Die römischen Agrarschriftsteller, insbesondere
Marcus Porcius Cato (234‑149 v. Chr.), Marcus Terentius Varro
(116‑27 v. Chr.) und Lucius Junius Moderatus Columnella (l. Jh.
n. Chr.), geben uns ein anschauliches Bild der römischen, mit Sklaven
betriebenen Gutswirtschaft, wie sie sich seit dem 2. Jh. immer mehr
durchsetzte. Die Anhäufung des Grundbesitzes in wenigen Händen war besonders
stark in den Provinzen, so daß beispielsweise die Hälfte der Provinz
Afrika nur 6 Großgrundbesitzern gehörte. Seit dem 2. Punischen Krieg
(218‑201 v. Chr.) erfolgte in zunehmendem Maße eine geld‑
und erwerbswirtschaftliche Durchdringung der Landwirtschaft, die sinnfällig
in der Forderung Catos zum Ausdruck kam, die einzige Aufgabe des Landwirts
bestünde darin, mit dem geringsten Aufwand höchste Überschüsse herauszuwirtschaften.
■ ■ ■ ■ ■
=== Arbeitsaufträge ===
A – Gib den Abschnitt des Textauszugs von "n. Chr.), geben" bis "höchste Überschüsse herauszuwirtschaften." wortgetreu wieder.
B – Wie vielen Großgrundbesitzern gehörte laut dem Textauszug die Hälfte der Provinz Afrika?
■ ■ ■ ■ ■
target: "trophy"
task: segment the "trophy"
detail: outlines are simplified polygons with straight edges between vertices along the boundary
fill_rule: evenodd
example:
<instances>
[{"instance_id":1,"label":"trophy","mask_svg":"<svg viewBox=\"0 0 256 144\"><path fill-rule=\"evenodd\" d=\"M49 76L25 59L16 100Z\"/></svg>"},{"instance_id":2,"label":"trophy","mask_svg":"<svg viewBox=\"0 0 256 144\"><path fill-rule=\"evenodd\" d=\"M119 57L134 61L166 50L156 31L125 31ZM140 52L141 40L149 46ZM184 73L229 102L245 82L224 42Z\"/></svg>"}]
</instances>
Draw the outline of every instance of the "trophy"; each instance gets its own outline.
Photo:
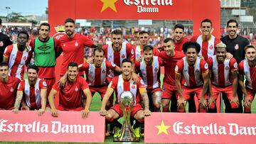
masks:
<instances>
[{"instance_id":1,"label":"trophy","mask_svg":"<svg viewBox=\"0 0 256 144\"><path fill-rule=\"evenodd\" d=\"M121 94L120 98L119 104L123 111L124 122L120 133L117 137L114 137L114 141L139 142L139 137L135 136L130 123L131 109L134 104L135 97L132 92L125 91Z\"/></svg>"}]
</instances>

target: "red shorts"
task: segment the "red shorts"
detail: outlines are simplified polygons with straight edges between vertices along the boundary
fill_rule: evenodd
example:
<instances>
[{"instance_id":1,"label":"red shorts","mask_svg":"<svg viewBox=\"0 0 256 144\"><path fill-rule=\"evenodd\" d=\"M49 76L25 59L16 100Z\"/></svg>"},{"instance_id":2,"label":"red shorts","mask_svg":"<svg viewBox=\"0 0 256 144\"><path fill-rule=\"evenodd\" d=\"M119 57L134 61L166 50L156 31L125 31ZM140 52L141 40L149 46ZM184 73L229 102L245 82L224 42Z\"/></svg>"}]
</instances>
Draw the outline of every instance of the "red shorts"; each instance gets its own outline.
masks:
<instances>
[{"instance_id":1,"label":"red shorts","mask_svg":"<svg viewBox=\"0 0 256 144\"><path fill-rule=\"evenodd\" d=\"M102 99L103 99L103 96L107 92L107 86L102 86L101 87L89 87L89 89L92 93L92 96L93 96L95 92L98 92L100 94Z\"/></svg>"},{"instance_id":2,"label":"red shorts","mask_svg":"<svg viewBox=\"0 0 256 144\"><path fill-rule=\"evenodd\" d=\"M78 108L75 108L75 109L67 109L67 108L65 108L60 105L59 105L58 106L58 110L60 110L60 111L82 111L85 109L84 107L78 107Z\"/></svg>"},{"instance_id":3,"label":"red shorts","mask_svg":"<svg viewBox=\"0 0 256 144\"><path fill-rule=\"evenodd\" d=\"M114 111L115 111L118 113L119 117L123 116L122 106L119 104L116 104L114 106L111 107L110 109L113 109ZM140 110L143 110L143 109L139 104L137 104L133 106L131 110L131 118L134 118L134 115L136 114L136 113Z\"/></svg>"},{"instance_id":4,"label":"red shorts","mask_svg":"<svg viewBox=\"0 0 256 144\"><path fill-rule=\"evenodd\" d=\"M181 87L182 87L182 95L185 101L187 101L190 99L191 93L194 93L198 100L201 99L203 92L203 85L196 87L188 87L185 86L182 86ZM207 98L208 98L208 95L206 94L205 99ZM178 99L179 99L179 96Z\"/></svg>"},{"instance_id":5,"label":"red shorts","mask_svg":"<svg viewBox=\"0 0 256 144\"><path fill-rule=\"evenodd\" d=\"M164 82L161 90L163 92L162 99L171 99L174 96L178 97L176 86Z\"/></svg>"}]
</instances>

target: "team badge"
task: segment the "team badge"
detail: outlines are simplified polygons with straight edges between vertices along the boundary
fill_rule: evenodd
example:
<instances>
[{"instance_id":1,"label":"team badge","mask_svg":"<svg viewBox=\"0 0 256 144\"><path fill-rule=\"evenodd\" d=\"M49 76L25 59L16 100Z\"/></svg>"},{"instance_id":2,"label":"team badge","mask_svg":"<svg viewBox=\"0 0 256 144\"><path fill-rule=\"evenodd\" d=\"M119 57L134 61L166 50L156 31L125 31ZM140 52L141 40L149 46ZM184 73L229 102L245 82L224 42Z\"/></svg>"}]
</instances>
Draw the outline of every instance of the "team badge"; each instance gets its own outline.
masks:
■ ■ ■ ■ ■
=== Lösungen ===
A –
n. Chr.), geben uns ein anschauliches Bild der römischen, mit Sklaven
betriebenen Gutswirtschaft, wie sie sich seit dem 2. Jh. immer mehr
durchsetzte. Die Anhäufung des Grundbesitzes in wenigen Händen war besonders
stark in den Provinzen, so daß beispielsweise die Hälfte der Provinz
Afrika nur 6 Großgrundbesitzern gehörte. Seit dem 2. Punischen Krieg
(218‑201 v. Chr.) erfolgte in zunehmendem Maße eine geld‑
und erwerbswirtschaftliche Durchdringung der Landwirtschaft, die sinnfällig
in der Forderung Catos zum Ausdruck kam, die einzige Aufgabe des Landwirts
bestünde darin, mit dem geringsten Aufwand höchste Überschüsse herauszuwirtschaften.

B – Sechs Großgrundbesitzern.